◆ **WHAT IS EXPECTED**: Can you quote the data word for word, starting at the line that contains "Extract grass patch from this picture." and ending at the line that contains "562;3;986;262", with both of those lines included?

◆ **SOURCE MATERIAL**:
________________________________________
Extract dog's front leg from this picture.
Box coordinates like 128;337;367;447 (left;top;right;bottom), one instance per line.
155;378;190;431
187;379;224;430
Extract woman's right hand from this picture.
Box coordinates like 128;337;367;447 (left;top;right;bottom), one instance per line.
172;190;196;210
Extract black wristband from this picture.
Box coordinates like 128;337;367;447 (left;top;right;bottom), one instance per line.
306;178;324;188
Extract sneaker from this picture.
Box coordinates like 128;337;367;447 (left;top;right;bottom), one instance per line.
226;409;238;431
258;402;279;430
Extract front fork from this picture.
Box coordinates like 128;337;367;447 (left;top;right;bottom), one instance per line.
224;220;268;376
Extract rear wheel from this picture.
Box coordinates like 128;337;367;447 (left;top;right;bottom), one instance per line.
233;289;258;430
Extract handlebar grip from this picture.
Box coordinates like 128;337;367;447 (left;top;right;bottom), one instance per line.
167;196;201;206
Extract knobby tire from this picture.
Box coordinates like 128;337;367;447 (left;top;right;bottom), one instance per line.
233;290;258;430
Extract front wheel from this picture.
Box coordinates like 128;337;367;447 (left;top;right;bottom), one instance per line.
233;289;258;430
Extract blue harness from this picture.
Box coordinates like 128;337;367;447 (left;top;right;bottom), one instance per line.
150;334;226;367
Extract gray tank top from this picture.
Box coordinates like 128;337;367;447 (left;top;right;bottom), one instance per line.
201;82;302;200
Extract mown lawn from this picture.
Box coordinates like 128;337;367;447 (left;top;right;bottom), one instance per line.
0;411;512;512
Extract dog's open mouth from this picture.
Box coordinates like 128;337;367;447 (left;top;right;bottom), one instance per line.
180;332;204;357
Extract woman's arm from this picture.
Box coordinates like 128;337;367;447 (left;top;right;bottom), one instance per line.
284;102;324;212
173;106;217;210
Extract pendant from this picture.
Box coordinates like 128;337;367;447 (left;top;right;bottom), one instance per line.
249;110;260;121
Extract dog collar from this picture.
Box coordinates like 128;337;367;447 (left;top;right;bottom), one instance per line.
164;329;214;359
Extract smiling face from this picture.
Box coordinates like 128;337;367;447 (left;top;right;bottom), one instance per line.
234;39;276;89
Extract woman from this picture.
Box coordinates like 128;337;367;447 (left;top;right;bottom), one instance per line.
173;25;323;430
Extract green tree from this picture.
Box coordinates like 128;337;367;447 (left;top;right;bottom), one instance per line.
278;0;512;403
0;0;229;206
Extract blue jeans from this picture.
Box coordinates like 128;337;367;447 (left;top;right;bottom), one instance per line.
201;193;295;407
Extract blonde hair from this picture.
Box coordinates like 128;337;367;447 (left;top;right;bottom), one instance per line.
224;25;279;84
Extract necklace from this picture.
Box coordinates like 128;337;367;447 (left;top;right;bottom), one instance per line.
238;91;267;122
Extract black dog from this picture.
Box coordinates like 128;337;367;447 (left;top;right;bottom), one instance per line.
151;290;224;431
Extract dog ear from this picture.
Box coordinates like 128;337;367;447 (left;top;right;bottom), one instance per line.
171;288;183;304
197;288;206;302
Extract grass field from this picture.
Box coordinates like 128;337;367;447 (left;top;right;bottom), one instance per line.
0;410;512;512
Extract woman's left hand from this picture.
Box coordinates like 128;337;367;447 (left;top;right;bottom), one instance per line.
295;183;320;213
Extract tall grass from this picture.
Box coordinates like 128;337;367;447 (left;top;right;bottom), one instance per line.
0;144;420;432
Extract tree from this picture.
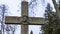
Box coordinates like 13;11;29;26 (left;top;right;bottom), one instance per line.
52;0;60;34
41;3;56;34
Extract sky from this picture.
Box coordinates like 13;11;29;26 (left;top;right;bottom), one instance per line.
0;0;55;34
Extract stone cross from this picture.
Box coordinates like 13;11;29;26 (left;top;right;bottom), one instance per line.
5;1;44;34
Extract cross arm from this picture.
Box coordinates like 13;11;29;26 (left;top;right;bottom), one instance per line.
5;16;21;24
28;17;44;25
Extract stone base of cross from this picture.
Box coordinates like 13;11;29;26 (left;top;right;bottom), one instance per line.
5;1;44;34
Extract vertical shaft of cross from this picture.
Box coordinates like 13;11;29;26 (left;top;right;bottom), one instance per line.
21;1;28;34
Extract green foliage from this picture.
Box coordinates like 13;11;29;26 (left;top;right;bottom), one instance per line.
41;3;56;34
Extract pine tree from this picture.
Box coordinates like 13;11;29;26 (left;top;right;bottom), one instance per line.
41;3;57;34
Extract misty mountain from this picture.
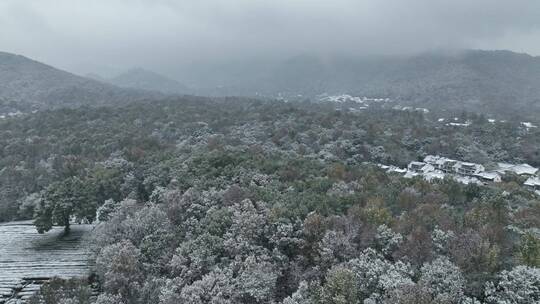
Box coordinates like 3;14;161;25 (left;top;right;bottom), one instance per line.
0;52;159;111
108;68;189;94
205;50;540;115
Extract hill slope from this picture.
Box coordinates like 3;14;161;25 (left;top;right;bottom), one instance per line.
0;52;157;109
108;68;188;94
205;51;540;115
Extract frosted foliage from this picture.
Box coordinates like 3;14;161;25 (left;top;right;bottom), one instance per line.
431;228;455;254
319;230;354;267
419;257;465;303
485;266;540;304
236;256;278;303
346;248;412;296
283;281;313;304
375;225;403;255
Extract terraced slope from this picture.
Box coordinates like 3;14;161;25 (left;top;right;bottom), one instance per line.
0;222;92;304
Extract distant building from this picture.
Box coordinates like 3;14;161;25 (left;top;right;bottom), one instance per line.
497;163;538;176
407;162;435;173
524;176;540;190
475;172;502;183
454;162;485;175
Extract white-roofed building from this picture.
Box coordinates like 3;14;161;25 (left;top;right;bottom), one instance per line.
497;163;538;175
524;176;540;190
475;172;501;183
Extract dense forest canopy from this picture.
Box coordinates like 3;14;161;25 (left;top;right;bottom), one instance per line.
0;97;540;304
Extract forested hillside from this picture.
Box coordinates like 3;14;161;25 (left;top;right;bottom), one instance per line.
0;98;540;304
0;52;159;113
202;50;540;119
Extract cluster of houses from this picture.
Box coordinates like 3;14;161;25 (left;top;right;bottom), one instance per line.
379;155;540;195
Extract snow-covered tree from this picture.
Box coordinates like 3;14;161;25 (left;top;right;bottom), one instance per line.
485;266;540;304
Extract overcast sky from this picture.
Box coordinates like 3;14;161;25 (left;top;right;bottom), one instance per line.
0;0;540;75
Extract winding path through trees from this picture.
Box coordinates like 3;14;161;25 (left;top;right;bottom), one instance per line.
0;221;92;304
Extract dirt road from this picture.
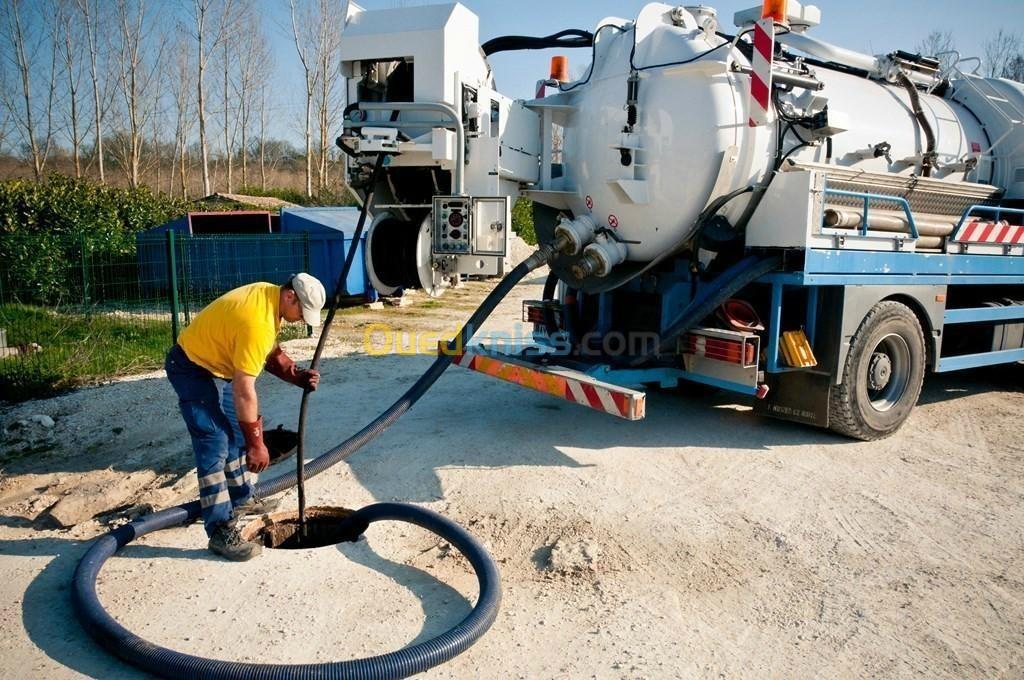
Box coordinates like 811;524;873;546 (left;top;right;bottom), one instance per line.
0;277;1024;678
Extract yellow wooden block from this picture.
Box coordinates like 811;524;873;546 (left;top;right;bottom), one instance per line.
780;329;818;369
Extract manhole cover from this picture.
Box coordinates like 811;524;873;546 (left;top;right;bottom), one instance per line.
242;507;366;550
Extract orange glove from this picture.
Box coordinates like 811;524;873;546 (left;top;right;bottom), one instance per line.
239;416;270;472
263;345;319;392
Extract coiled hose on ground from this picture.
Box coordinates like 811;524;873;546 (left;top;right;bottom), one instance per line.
72;238;557;680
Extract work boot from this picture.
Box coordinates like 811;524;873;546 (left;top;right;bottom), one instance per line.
209;524;263;562
234;496;281;519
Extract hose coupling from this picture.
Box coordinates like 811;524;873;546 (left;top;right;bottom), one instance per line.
572;233;629;280
555;215;597;256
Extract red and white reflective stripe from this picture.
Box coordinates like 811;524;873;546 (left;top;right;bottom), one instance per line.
749;18;775;127
683;334;754;364
454;351;646;420
953;218;1024;246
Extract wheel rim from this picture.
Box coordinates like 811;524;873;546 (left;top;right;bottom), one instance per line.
866;333;910;411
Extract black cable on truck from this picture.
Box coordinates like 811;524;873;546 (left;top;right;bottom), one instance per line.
295;154;386;546
71;216;569;680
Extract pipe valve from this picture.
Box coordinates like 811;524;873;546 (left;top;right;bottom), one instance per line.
572;233;628;280
555;215;597;255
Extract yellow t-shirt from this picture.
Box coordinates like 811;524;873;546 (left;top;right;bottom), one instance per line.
178;284;281;379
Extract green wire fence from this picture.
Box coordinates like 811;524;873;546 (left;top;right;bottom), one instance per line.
0;231;309;401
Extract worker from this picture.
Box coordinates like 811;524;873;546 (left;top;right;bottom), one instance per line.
165;273;327;561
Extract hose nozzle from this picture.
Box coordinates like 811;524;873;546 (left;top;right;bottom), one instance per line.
572;233;628;280
555;215;597;255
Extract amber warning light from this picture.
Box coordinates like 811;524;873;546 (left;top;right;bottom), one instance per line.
548;55;569;83
761;0;786;24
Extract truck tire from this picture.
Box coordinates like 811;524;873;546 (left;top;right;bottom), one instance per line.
828;300;927;441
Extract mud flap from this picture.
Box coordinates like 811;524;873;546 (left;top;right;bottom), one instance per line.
754;371;831;427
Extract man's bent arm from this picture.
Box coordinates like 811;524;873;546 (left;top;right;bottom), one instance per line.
231;371;259;423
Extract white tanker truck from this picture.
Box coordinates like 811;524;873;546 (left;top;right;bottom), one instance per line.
338;0;1024;439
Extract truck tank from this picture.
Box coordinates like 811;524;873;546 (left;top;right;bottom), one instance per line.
538;3;1024;290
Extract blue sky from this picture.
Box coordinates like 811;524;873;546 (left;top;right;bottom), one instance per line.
262;0;1024;139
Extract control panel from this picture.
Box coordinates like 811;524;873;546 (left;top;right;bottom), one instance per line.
433;196;473;255
432;196;509;260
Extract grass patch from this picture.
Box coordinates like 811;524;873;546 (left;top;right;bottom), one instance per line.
0;304;171;401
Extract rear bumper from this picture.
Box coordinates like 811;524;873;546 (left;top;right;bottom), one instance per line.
454;345;647;420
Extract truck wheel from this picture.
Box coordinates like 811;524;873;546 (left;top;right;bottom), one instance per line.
828;300;926;441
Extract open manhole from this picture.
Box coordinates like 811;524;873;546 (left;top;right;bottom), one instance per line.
242;507;366;550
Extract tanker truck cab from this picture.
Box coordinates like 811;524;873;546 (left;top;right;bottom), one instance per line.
343;0;1024;439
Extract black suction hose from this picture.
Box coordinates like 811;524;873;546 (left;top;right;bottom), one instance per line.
72;233;558;679
295;154;385;545
896;71;935;177
72;503;501;680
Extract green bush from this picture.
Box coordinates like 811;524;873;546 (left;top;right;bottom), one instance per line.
238;186;355;206
0;304;171;401
512;199;537;246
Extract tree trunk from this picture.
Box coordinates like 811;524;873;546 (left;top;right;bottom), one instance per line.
223;40;234;194
79;0;106;184
196;0;212;196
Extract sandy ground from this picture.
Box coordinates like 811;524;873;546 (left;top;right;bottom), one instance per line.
0;277;1024;678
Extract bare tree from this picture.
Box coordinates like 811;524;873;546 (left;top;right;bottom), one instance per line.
193;0;233;196
220;23;240;194
288;0;319;196
76;0;106;184
51;0;82;177
984;29;1024;81
236;12;272;188
259;83;266;192
167;24;196;199
0;0;57;179
916;31;956;71
111;0;167;188
316;0;344;193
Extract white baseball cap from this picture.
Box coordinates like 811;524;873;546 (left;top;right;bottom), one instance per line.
289;272;327;327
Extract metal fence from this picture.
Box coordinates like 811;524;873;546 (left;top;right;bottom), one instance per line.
0;231;309;400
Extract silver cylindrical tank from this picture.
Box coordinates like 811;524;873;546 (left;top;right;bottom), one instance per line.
562;3;986;262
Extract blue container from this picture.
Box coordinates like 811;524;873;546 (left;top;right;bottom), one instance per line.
281;208;376;298
135;211;306;295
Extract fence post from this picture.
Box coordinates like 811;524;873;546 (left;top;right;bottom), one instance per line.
302;231;309;273
79;235;89;304
167;229;178;343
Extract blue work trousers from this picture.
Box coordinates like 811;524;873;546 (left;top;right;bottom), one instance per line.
164;345;253;535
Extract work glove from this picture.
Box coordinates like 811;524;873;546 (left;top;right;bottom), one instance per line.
239;416;270;472
263;345;319;392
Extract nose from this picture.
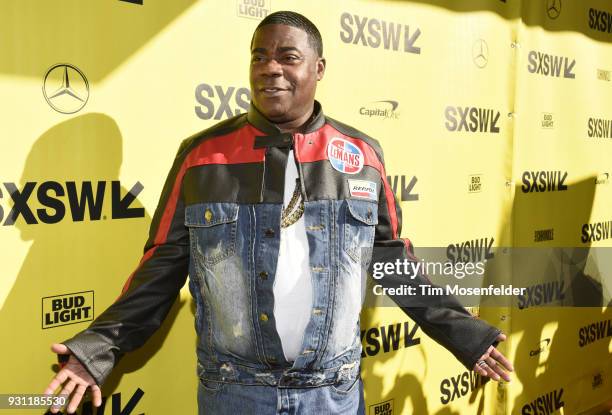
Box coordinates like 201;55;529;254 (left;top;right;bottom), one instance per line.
263;59;283;76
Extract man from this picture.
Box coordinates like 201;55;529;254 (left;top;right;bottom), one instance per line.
46;12;512;415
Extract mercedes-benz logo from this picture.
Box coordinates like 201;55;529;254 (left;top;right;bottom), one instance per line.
472;39;489;68
546;0;561;19
43;63;89;114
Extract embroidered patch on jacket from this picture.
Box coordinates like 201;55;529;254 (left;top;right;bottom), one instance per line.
348;179;378;200
327;137;364;174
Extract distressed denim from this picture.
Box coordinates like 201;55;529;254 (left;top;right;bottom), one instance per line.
185;199;378;398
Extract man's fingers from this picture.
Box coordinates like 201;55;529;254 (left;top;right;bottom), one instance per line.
489;348;514;372
91;385;102;407
43;370;68;395
51;343;70;354
487;358;510;382
66;385;87;414
474;362;487;376
60;379;77;404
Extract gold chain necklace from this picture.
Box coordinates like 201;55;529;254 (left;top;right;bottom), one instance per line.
281;178;304;228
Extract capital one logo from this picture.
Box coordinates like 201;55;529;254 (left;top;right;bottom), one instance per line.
42;63;89;114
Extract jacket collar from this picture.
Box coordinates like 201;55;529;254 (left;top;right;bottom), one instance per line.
247;100;325;135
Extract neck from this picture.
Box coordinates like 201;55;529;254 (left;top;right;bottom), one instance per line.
274;103;314;133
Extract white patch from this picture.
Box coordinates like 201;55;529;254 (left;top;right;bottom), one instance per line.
348;179;378;200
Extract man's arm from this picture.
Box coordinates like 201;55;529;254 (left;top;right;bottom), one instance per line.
57;140;189;385
372;148;512;379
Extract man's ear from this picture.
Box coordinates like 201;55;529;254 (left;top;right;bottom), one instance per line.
317;58;325;81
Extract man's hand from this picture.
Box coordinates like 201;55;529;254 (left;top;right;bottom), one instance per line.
474;333;514;382
44;343;102;414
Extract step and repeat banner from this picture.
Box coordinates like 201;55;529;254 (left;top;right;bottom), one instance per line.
0;0;612;415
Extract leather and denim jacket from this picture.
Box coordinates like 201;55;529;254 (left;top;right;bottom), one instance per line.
64;101;499;387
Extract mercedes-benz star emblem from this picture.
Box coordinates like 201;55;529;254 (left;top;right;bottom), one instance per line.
472;39;489;68
546;0;561;19
43;63;89;114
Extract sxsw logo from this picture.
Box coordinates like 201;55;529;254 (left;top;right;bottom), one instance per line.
195;84;251;120
587;117;612;138
580;220;612;244
533;228;555;242
361;321;421;358
440;371;488;405
387;174;419;202
340;12;421;54
236;0;271;20
42;291;94;329
578;320;612;347
597;69;612;82
521;388;565;415
527;50;576;79
595;173;610;184
446;237;495;263
541;112;555;130
518;280;565;310
444;105;501;134
591;372;603;389
529;337;551;357
74;388;144;415
368;399;394;415
0;181;145;226
589;8;612;33
521;170;567;193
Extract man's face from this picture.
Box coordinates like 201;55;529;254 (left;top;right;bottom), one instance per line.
250;24;325;123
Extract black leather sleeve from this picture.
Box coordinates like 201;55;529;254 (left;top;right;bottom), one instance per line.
62;140;189;385
372;148;501;370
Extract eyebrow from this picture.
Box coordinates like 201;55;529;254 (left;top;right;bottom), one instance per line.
251;46;302;53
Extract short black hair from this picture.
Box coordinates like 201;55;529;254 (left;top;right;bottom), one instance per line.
251;10;323;58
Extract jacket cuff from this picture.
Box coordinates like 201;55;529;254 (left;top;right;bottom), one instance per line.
62;331;119;386
456;317;501;370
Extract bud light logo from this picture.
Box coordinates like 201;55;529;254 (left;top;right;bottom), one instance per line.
327;138;363;174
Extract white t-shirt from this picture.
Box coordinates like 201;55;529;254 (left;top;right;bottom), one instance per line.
273;150;312;361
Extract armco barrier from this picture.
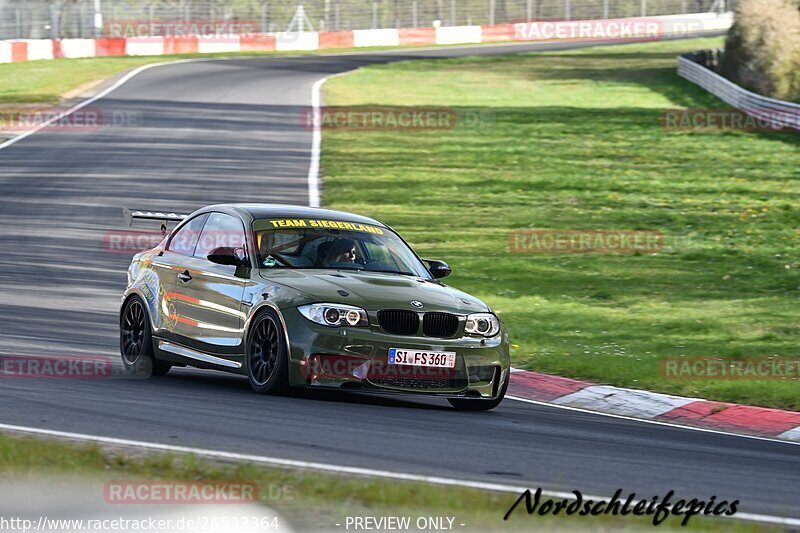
________________________________________
◆ **TASK ANSWER**:
Extract grass patch from this picture.
Box coordinates like 811;524;873;546 (left;top;right;bottom), one instance per line.
0;304;171;401
Extract rear bumper from this picture.
Box coordinates like 811;524;873;546 (left;top;right;bottom), one instance per line.
454;345;647;420
Extract truck wheel from this picture.
Box coordinates like 811;524;873;546 (left;top;right;bottom), one instance per line.
828;300;926;441
Extract open manhole from this picture.
Box coordinates like 811;524;873;546 (left;top;right;bottom), one instance per line.
242;507;366;550
Extract tanker truck cab from this picture.
Box coordinates like 811;524;873;546 (left;top;right;bottom), one instance per line.
343;0;1024;439
Extract black suction hose from this picture.
Box coordinates like 811;524;873;546 (left;top;right;bottom), one instance per line.
72;233;558;679
295;154;385;545
896;71;935;177
72;503;501;680
Extract green bush from this picture.
Box coordinates like 811;524;873;546 (left;top;right;bottom), one instance per line.
238;186;355;206
0;304;171;401
512;199;537;246
Extract tree trunk from this picture.
Box coordinates like 811;524;873;546 (left;top;right;bottom), one instance per line.
223;40;234;194
79;0;106;184
196;0;212;196
Extract sandy ground from this picture.
Box coordinates like 811;524;873;546 (left;top;right;bottom), one instance per line.
0;277;1024;678
Extract bare tree from this picture.
Box coordinates like 811;524;873;546 (left;top;right;bottom), one instance per line.
193;0;233;196
220;23;240;194
288;0;319;196
76;0;106;184
51;0;82;177
984;29;1024;81
236;12;272;188
259;83;266;192
167;24;196;199
0;0;57;179
916;31;956;71
111;0;167;188
316;0;344;193
Extract white baseball cap from this picture.
Box coordinates like 811;524;873;546 (left;top;right;bottom), one instance per line.
289;272;327;327
Extract metal fence from this picture.
Box coordinates like 811;524;873;546 (left;top;right;bottom), one instance per line.
0;231;309;400
Extract silver cylindrical tank from this picture.
Box coordinates like 811;524;873;546 (left;top;right;bottom), one instance per line.
562;3;986;262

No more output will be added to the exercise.